(Entries pointing to named objects)
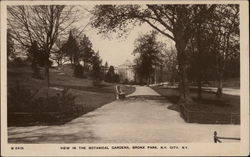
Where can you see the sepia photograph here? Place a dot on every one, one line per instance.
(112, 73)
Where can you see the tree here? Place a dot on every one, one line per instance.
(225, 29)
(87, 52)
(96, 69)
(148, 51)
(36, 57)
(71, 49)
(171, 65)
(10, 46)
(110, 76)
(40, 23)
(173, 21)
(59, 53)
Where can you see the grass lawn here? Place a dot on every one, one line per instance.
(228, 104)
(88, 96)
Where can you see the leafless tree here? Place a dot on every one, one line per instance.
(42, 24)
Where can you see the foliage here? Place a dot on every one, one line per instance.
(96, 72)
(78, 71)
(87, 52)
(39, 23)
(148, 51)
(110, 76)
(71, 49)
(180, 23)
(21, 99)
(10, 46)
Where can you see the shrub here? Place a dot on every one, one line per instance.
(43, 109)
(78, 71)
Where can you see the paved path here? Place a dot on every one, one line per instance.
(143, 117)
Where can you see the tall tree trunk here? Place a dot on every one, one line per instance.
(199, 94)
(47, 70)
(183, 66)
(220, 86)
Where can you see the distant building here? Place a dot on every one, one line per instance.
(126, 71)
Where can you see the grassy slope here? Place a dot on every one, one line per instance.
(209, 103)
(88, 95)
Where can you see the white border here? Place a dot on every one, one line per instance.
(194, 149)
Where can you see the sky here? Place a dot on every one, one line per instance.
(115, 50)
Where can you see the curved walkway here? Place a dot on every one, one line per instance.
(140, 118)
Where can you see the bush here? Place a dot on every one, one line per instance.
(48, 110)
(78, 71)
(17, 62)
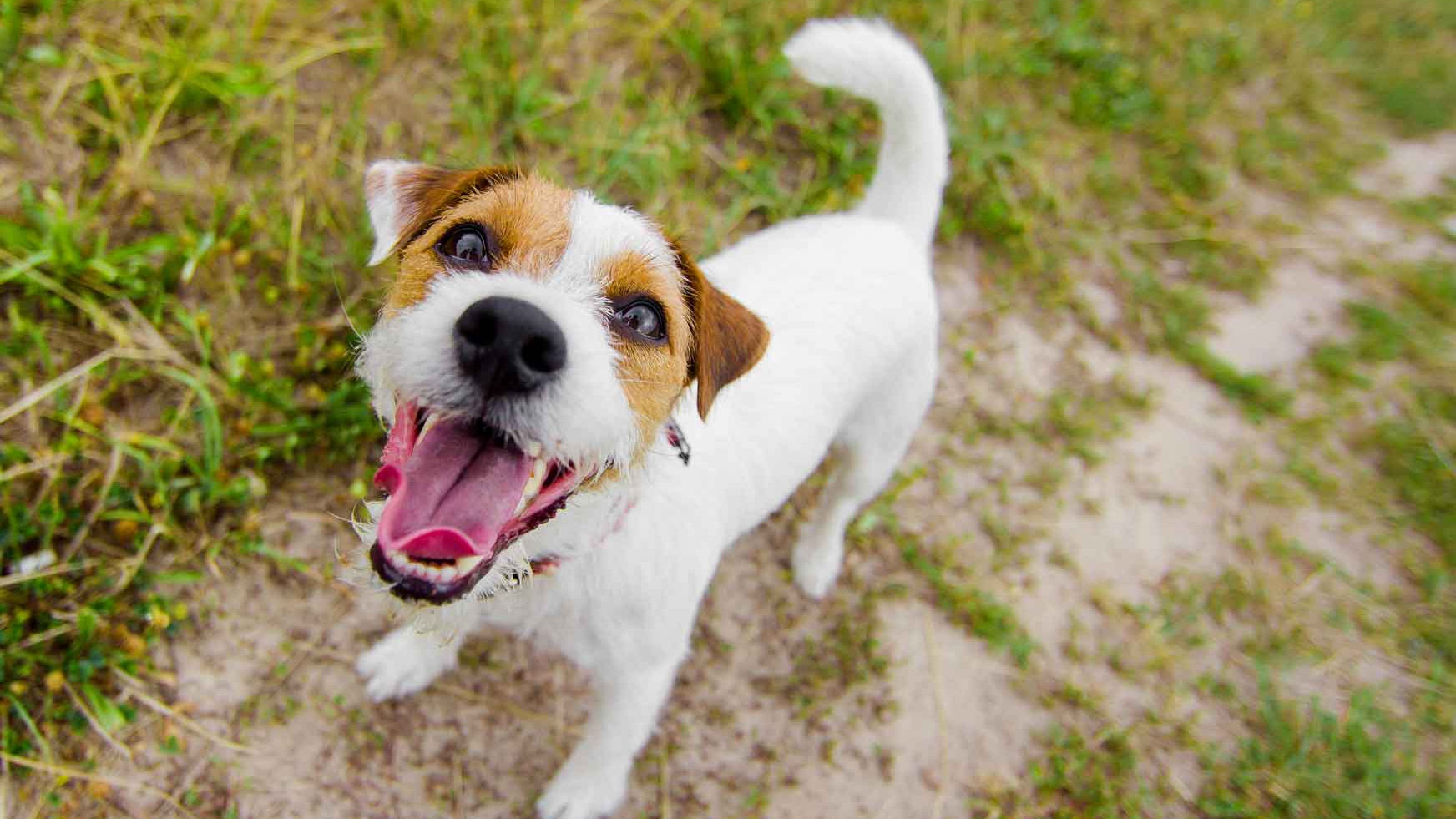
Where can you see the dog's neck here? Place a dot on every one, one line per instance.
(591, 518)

- Short task: Can you reproduce all of the records above line for line, without altering anything and leaving out the pictures?

- Solution:
Where can you see the sepia photograph here? Place a dot on every one, one line per instance.
(112, 73)
Where can you see the tree here? Place a dot on every one, one line per instance.
(225, 29)
(87, 52)
(96, 69)
(148, 51)
(36, 57)
(71, 49)
(171, 65)
(10, 46)
(110, 76)
(40, 23)
(173, 21)
(59, 53)
Where can you see the grass lawn here? Place a dot on every one, one line per instance.
(228, 104)
(88, 96)
Where can you see the leafless tree here? Place a dot on every one, one line per instance.
(42, 24)
Where can you see the foliage here? Place a dot on every one, one line per instance.
(96, 72)
(78, 71)
(87, 52)
(39, 23)
(148, 51)
(110, 76)
(71, 49)
(180, 23)
(21, 99)
(10, 46)
Where can you see the shrub here? Place a dot on every one, one line per instance.
(43, 109)
(78, 71)
Where can you see the paved path here? Place a dot on every one, one line per instance.
(143, 117)
Where can you see the tall tree trunk here? Place a dot on every one, one line per instance.
(199, 94)
(47, 70)
(183, 66)
(220, 86)
Where can you see the distant building here? Place a dot on every one, one line per instance.
(126, 71)
Where can you see the grassy slope here? Place a dot on every one, one line per instance.
(209, 103)
(88, 95)
Where can you see the white border here? Place a dot on every one, one line per instance.
(194, 149)
Where can you see the sky here? Place a dot on every one, one line per instance.
(115, 50)
Where can you see the curved walkway here? Place a dot on every one, one line per instance.
(140, 118)
Where can you see the bush here? Place a dot on every one, one line per instance.
(48, 110)
(78, 71)
(17, 62)
Where can you see the dog's neck here? Place a dot on every one, one line per instance.
(591, 518)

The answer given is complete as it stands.